* _EXERCISE PROMPT_:
Write each line exactly, from the line that holds "163, row 334." through the final line of the material, and no other line.

* _RECORDS TO PROCESS_:

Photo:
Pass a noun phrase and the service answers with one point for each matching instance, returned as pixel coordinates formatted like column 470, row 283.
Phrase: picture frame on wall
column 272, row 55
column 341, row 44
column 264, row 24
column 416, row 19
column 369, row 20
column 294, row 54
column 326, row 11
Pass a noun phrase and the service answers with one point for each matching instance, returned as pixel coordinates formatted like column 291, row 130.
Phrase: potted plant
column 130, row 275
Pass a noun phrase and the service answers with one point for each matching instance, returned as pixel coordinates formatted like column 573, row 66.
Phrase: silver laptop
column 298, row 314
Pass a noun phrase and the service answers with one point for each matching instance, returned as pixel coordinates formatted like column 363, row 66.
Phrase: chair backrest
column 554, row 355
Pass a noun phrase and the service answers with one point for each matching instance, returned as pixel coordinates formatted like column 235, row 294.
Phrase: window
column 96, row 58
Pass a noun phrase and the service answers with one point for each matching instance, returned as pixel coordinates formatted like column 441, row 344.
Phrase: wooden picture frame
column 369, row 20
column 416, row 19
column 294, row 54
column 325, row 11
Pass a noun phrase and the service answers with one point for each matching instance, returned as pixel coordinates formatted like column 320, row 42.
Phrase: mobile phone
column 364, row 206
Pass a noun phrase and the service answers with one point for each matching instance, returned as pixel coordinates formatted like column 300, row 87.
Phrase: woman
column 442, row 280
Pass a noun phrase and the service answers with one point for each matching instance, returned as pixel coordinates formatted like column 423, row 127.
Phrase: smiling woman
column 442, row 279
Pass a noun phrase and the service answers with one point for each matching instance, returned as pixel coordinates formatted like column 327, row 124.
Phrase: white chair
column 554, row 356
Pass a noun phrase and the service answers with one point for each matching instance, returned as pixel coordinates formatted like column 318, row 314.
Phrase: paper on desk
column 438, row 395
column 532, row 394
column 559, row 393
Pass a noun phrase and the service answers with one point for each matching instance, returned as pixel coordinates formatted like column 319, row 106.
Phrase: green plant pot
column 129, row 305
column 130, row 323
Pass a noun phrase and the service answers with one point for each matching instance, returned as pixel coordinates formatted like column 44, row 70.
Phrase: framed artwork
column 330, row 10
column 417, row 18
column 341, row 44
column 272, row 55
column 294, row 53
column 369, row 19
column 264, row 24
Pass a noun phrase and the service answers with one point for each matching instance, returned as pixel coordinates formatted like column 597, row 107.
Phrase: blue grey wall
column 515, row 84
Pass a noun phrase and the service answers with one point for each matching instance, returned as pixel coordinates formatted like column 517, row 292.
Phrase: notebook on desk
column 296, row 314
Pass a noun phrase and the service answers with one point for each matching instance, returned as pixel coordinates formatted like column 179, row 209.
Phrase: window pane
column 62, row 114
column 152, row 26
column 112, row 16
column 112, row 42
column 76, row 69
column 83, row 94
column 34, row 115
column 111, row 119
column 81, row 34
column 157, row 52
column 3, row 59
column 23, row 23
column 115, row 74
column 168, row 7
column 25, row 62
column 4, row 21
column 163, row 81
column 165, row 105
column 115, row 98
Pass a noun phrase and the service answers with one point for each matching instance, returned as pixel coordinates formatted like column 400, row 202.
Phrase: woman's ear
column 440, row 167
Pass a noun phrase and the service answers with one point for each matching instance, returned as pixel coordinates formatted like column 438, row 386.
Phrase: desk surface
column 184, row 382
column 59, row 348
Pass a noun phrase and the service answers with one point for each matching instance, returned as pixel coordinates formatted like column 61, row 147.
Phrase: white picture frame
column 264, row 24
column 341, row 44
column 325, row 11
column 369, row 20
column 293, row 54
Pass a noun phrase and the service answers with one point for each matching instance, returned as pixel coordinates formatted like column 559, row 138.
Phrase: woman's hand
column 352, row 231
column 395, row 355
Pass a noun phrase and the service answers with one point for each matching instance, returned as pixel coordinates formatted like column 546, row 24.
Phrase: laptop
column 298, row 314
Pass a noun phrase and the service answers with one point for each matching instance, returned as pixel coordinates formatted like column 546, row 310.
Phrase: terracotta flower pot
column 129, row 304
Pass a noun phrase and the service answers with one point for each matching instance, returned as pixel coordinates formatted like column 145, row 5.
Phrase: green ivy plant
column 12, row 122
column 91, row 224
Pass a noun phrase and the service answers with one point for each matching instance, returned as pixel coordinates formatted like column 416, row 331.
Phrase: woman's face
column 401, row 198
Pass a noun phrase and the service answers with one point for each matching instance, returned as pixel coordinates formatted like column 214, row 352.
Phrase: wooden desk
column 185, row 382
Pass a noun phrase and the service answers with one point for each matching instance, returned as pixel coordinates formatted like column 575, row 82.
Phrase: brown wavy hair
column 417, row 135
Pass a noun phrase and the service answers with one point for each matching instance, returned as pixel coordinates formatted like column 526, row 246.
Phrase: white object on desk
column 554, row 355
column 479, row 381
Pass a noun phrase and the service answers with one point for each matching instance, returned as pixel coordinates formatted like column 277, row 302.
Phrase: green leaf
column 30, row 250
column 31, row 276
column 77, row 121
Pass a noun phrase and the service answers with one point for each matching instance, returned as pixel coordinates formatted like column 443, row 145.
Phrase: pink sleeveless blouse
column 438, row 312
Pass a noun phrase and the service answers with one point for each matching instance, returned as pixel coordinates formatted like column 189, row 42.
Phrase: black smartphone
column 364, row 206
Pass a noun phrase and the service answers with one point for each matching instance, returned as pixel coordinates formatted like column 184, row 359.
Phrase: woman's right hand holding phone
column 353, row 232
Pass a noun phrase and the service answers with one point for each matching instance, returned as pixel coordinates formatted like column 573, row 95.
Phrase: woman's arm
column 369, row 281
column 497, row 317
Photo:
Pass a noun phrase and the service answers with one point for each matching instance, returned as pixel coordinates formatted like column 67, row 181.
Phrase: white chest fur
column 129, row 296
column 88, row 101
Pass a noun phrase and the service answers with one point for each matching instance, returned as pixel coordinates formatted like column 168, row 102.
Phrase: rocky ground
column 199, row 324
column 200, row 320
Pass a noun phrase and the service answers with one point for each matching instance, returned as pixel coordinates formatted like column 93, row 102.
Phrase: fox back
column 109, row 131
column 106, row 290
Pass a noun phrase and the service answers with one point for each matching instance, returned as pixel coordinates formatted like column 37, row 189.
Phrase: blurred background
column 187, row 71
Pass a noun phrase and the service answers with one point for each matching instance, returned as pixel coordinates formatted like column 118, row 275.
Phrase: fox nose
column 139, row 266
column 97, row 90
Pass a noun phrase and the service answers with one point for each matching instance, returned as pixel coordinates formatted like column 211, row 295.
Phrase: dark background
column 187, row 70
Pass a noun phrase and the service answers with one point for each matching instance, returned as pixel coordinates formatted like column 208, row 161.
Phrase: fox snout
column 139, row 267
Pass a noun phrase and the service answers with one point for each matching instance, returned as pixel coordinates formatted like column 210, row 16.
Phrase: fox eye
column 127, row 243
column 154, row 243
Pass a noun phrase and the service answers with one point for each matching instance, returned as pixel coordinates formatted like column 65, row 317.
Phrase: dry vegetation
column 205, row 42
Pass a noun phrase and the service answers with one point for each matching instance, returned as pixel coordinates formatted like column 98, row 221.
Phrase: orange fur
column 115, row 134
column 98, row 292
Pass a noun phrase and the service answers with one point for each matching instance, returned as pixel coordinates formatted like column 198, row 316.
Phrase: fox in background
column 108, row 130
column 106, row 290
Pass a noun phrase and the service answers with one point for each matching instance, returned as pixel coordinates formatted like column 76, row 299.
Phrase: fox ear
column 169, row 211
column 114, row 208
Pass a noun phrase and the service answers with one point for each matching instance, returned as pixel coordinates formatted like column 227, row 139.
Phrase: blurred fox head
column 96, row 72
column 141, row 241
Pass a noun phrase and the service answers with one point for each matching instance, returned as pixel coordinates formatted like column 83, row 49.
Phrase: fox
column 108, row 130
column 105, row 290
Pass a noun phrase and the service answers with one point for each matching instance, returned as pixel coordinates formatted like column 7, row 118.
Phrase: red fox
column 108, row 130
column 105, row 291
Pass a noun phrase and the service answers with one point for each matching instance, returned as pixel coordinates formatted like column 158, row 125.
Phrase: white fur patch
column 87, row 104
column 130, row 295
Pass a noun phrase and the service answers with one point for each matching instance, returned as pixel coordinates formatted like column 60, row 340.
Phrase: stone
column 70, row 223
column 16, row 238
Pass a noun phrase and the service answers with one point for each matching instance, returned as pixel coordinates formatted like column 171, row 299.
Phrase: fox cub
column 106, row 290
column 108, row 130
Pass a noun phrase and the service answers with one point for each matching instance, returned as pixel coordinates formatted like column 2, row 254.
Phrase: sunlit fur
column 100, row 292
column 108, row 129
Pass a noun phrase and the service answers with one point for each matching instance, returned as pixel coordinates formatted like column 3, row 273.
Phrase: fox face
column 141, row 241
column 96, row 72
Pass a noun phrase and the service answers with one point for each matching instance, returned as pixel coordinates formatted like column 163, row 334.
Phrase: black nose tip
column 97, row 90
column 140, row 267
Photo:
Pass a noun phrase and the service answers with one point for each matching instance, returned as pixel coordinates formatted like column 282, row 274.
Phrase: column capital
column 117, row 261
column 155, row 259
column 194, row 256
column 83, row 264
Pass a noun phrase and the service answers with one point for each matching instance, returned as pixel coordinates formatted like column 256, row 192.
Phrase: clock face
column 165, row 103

* _ANSWER IN FULL_:
Pass a noun phrase and the service answers with one point for each matching instance, returned as pixel coordinates formatted like column 163, row 334.
Phrase: black nose tip
column 97, row 90
column 140, row 267
Photo:
Pass a noun phrase and the service answers with one point for each matching instance, returned as pixel coordinates formatted like column 282, row 274.
Phrase: column capital
column 117, row 261
column 155, row 259
column 194, row 256
column 83, row 264
Pass a noun phrase and the service answers with one point for each matching instance, returned as pixel coordinates formatted like column 256, row 192.
Phrase: clock face
column 165, row 103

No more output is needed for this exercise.